### INSTRUCTION 1
List every CPU instruction mnemonic that the SWP emulation patch note mentions, each only once.
### INSTRUCTION 2
Carry on the SWP emulation patch note from the point where it stops.

┌─ PROVIDED TEXT

On Wed, Oct 19, 2016 at 11:59:43AM +0100, Will Deacon wrote:
> If a CPU does not implement a global monitor for certain memory types,
> then userspace can attempt a kernel DoS by issuing SWP instructions
> targetting the problematic memory (for example, a framebuffer mapped
> with non-cacheable attributes).
> 
> The SWP emulation code protects against these sorts of attacks by
> checking for pending signals and potentially rescheduling when the STXR
> instruction fails during the emulation. Whilst this is good for avoiding
> livelock, it harms emulation of legitimate SWP instructions on CPUs
> where forward progress is not guaranteed if there are memory accesses to
> the same reservation granule (up to 2k) between the failing STXR and
> the retry of the LDXR.
> 
> This patch solves the problem by retrying the STXR a bounded number of
> times (4) before breaking out of the LL/SC loop and looking for
> something else to do.

└─
┌─ DATA

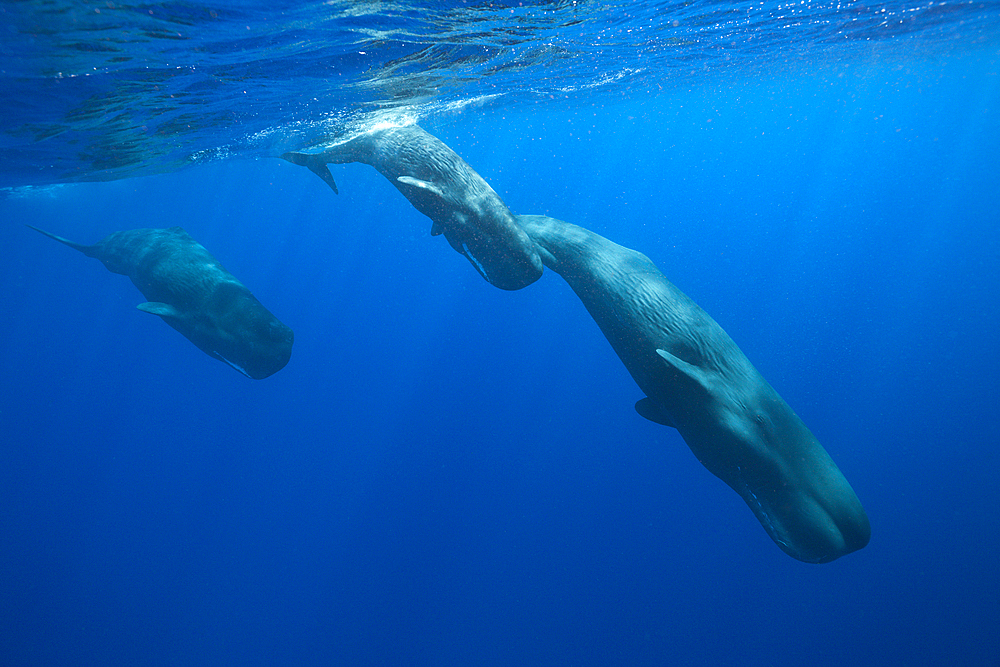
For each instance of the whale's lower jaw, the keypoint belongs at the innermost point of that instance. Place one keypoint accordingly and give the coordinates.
(805, 530)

└─

### EXERCISE RESPONSE 1
SWP, STXR, LDXR

### EXERCISE RESPONSE 2
> 
> Signed-off-by: Will Deacon <will.deacon@arm.com>

Assuming I've followed all the operand numbering correctly, this looks
correct to me per my reading of the requirements in the ARM ARM.

FWIW:

Reviewed-by: Mark Rutland <mark.rutland@arm.com>

Thanks,
Mark.

> ---
>  arch/arm64/kernel/armv8_deprecated.c | 36 ++++++++++++++++++++++--------------
>  1 file changed, 22 insertions(+), 14 deletions(-)
> 
> diff --git a/arch/arm64/kernel/armv8_deprecated.c b/arch/arm64/kernel/armv8_deprecated.c
> index 42ffdb54e162..b0988bb1bf64 100644
> --- a/arch/arm64/kernel/armv8_deprecated.c
> +++ b/arch/arm64/kernel/armv8_deprecated.c
> @@ -280,35 +280,43 @@ static void __init register_insn_emulation_sysctl(struct ctl_table *table)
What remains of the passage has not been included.